━━━━━ TASK DATA

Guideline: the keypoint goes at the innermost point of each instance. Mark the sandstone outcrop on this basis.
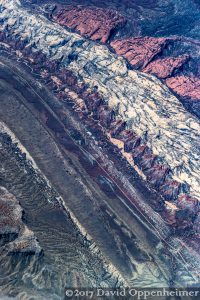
(186, 87)
(95, 23)
(15, 236)
(139, 51)
(165, 67)
(132, 106)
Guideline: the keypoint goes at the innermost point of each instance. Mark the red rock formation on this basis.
(139, 50)
(117, 127)
(170, 189)
(130, 139)
(164, 67)
(186, 87)
(186, 202)
(95, 23)
(157, 175)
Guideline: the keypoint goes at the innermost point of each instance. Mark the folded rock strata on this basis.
(16, 237)
(163, 137)
(143, 53)
(165, 67)
(187, 87)
(139, 51)
(95, 23)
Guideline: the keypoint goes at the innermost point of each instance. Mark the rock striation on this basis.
(132, 106)
(186, 87)
(15, 235)
(95, 23)
(139, 51)
(165, 67)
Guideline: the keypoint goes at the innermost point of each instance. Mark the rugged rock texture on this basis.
(143, 53)
(15, 236)
(165, 67)
(95, 23)
(139, 51)
(186, 87)
(149, 109)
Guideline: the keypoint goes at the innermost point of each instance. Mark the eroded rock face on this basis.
(95, 23)
(15, 236)
(139, 51)
(165, 67)
(186, 87)
(139, 101)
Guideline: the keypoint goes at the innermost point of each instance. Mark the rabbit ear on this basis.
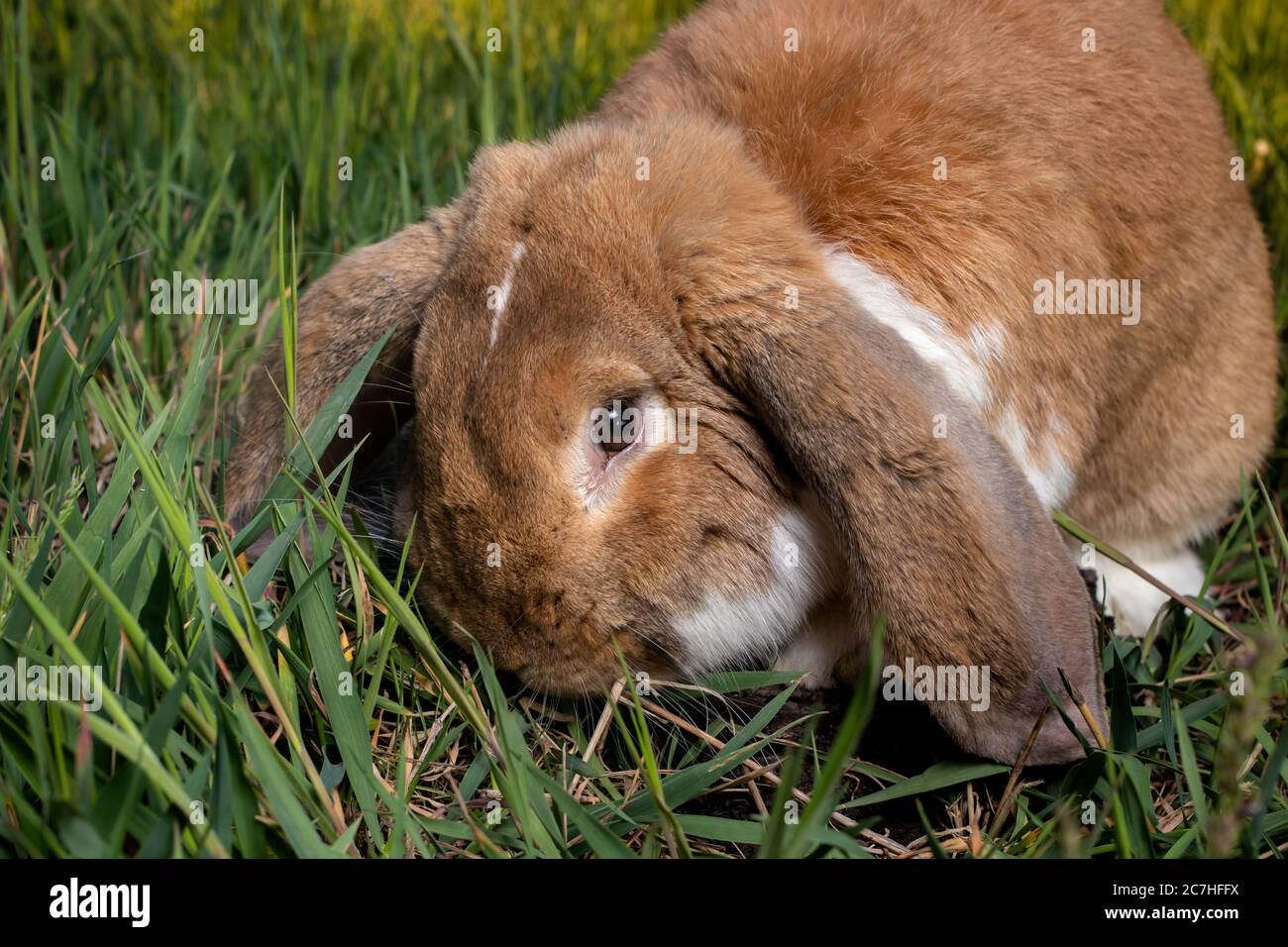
(377, 289)
(941, 535)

━━━━━━━━━━

### [WRITTEN TASK]
Edit the rows above, changing every "innermost point" to "deepest point" and leaving everything else as it is. Omit the pictures from your answer.

### [OUTPUT OF THE TASK]
Guideline: the keypoint goes at the deepest point of each instance. Mark the sandstone outcrop on this basis.
(186, 87)
(95, 23)
(15, 236)
(139, 51)
(165, 67)
(132, 106)
Guideline: the keypoint goes at the deepest point of each instance. Mark the red rock formation on this basis.
(139, 50)
(117, 127)
(170, 189)
(130, 139)
(164, 67)
(186, 87)
(186, 202)
(95, 23)
(157, 175)
Guideline: the keypoint goes at the deepest point of each instance. Mark the folded rock strata on this basis.
(16, 237)
(163, 137)
(143, 53)
(165, 67)
(187, 87)
(139, 51)
(95, 23)
Guideline: the keypoint goes at the deepest point of each instance. Mark the rock striation on this basis.
(132, 106)
(186, 87)
(15, 235)
(95, 23)
(139, 51)
(165, 67)
Guideline: the keypoint goes at the deepest point of each instance. Mark the rugged rock texture on this basis.
(143, 53)
(15, 236)
(165, 67)
(95, 23)
(139, 51)
(186, 87)
(149, 109)
Guideline: the keypoint goes at the deepest point of each instance. Mark the eroded rock face on this basis.
(95, 23)
(15, 236)
(139, 51)
(165, 67)
(186, 87)
(139, 101)
Guideline: the keypoint goes at the deepest point of each instance. Mark the rabbit ear on this basis.
(377, 289)
(941, 535)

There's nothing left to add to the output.